REQUIRED TASKS —
- a) Using the LinkedIn data scientist report, decide whether each statement agrees with it, and give yes or no with the deciding words quoted from the report: (i) Data for the analysis was stored and processed in Amazon Redshift. (ii) Profiles listing "data scientist" with no identifiable company were included in the analysis. (iii) Besides English, data science titles were searched in ten other languages.
- b) Name every language besides English into which the LinkedIn data scientist report translated data science titles.
- c) According to the LinkedIn data scientist report, how many data scientists were found worldwide?

DOCUMENT TEXT —
This report is based on self-reported information from Linkedin, including all publicly visible personal and company profiles, skills, professional experiences, and education.
We identified data scientists based on their professional headline and current title. We only included data scientists associated with companies we could identify in our sample. We considered the possibility that those listing “data scientist” in their profile without an association with an actual company may only have aspirations about a career in data science, so we did not include those profiles in our analysis.
A summary of the dataset is provided in the chart below.
For the data scientists identified, we analyzed in detail:
The analysis was carried out in Python, SQL, and an open-source computing platform Jupyter. Python packages charts and python-highcharts were used to create interactive visualizations in HighCharts and HighMaps. Data was stored and processed using Amazon Redshift.
Data Scientists In the World
How many data scientists are there?
Rather than getting lost in the “What is a data scientist?” debate, as so many have done before, we chose to let data scientists speak for themselves. We certainly could have identified data scientists using a complex machine learning algorithm, employing skills, education, keywords, or other identifying characteristics, but the best solution is often the simplest. Similar to how LinkedIn simply asks its users, “does Joe know about Python?” we asked “Does Joe say he is a data scientist?” Specifically, we looked at people who actually state “data scientist” either in their title or in their professional headline.
A direct consequence of our approach is that it does not necessarily capture everyone doing data science. Today, many companies employ data analysts, business intelligence analysts, quantitative analysts, or simply scientists who may very well be doing the same work as someone with a data scientist title at another company. However, many companies also employ analysts who do very little with data beyond working with it in Excel. We intentionally avoid including this great diversity of titles so as not to contaminate our sample, and instead consider a very small list of permutations around the phrase “data scientist.”
In addition to searching for data scientists in English, we translated data science titles into eight other languages on LinkedIn: French, Spanish, Italian, Portuguese, German, Swedish, Dutch, and Turkish. If you are curious to see precisely how we identified someone as a data scientist, feel free to take a look at the final query that we ran on our Redshift cluster.
All in all, we found only 11,400 data scientists worldwide. While this number seems low at first glance, it is in line with the analysis by LinkedIn’s own Senior Data Scientist Peter Skomoroch, who shared his insights in this Quora answer in March of 2014. Taking Skomoroch’s estimate of 6,900 self-identified data scientists and factoring in both (a) the 15 months of growth in LinkedIn’s user base experienced during that time and (b) the 22% change in the number of new data scientists added between 2014 and 2015 (see the year-over-year chart below), we get 8,900 data scientists. This number is smaller than our estimate, most likely due to the fact that Skomoroch's search excluded other variations of the phrase “data scientist,” and was conducted only in English.
How has the number of data scientists changed over time?

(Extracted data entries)
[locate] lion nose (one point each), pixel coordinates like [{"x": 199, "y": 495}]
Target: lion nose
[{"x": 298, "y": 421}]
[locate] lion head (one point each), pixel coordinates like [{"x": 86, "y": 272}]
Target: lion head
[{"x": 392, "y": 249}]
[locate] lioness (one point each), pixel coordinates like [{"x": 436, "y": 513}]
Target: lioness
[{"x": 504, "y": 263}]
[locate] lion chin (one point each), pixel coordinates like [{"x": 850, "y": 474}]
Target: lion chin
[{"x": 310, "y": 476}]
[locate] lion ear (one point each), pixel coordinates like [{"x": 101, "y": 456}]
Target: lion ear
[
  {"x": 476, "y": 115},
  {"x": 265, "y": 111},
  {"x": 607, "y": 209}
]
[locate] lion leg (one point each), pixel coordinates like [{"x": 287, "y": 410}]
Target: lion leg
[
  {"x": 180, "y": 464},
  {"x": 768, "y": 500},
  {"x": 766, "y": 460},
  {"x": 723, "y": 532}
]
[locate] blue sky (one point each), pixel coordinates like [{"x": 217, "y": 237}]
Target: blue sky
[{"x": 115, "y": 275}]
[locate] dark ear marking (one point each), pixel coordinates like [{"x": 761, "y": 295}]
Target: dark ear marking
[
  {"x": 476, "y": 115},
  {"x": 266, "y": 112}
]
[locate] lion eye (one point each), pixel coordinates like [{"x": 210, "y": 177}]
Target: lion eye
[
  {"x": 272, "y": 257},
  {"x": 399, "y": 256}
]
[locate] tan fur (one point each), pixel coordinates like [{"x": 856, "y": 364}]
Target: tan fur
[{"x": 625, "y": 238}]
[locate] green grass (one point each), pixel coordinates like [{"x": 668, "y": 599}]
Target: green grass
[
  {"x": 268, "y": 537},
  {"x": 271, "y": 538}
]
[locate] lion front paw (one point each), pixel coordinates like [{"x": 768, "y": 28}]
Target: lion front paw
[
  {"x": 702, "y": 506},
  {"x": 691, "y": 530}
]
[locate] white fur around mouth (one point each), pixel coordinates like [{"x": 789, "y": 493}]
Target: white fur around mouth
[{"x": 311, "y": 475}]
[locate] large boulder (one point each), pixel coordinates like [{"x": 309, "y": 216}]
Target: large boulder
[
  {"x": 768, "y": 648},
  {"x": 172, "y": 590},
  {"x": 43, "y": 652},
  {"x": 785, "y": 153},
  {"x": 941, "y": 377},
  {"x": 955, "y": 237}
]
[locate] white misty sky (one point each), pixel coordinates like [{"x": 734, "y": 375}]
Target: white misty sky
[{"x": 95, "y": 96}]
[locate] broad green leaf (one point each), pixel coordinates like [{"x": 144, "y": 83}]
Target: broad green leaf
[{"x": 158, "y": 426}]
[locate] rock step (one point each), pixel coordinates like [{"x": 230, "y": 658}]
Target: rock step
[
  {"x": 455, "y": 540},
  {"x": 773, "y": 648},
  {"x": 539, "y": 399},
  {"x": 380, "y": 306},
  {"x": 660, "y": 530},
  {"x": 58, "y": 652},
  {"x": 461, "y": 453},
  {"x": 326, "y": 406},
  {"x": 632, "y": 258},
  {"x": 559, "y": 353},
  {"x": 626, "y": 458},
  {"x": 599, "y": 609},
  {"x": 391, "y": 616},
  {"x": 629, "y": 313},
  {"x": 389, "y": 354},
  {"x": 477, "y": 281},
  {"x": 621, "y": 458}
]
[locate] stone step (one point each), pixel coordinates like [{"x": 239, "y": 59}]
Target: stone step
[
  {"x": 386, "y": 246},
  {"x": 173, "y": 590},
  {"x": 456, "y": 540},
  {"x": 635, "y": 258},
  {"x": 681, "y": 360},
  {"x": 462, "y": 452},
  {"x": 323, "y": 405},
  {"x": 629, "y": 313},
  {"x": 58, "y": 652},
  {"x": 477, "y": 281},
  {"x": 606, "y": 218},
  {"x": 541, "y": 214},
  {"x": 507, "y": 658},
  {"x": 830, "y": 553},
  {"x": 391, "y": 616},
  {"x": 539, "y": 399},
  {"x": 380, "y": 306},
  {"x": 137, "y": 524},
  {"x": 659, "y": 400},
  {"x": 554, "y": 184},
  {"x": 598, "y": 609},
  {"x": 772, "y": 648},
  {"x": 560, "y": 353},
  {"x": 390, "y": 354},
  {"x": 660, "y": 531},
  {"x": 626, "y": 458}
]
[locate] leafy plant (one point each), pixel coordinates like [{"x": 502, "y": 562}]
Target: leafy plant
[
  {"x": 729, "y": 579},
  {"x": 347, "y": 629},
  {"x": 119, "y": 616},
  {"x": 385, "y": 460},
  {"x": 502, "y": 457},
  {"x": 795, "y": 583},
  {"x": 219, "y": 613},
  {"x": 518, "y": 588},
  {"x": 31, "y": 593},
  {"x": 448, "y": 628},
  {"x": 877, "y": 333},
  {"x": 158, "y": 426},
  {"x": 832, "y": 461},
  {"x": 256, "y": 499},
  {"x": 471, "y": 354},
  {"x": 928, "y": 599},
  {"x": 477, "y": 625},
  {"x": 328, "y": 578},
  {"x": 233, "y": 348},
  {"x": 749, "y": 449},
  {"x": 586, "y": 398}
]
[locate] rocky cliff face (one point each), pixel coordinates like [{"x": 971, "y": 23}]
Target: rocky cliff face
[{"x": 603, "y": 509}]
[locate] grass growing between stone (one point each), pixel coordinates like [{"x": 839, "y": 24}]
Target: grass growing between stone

RESULTS BY TASK —
- a)
(i) Yes: "Data was stored and processed using Amazon Redshift."
(ii) No: "so we did not include those profiles in our analysis."
(iii) No: "we translated data science titles into eight other languages on LinkedIn"

- b) French, Spanish, Italian, Portuguese, German, Swedish, Dutch, Turkish

- c) 11,400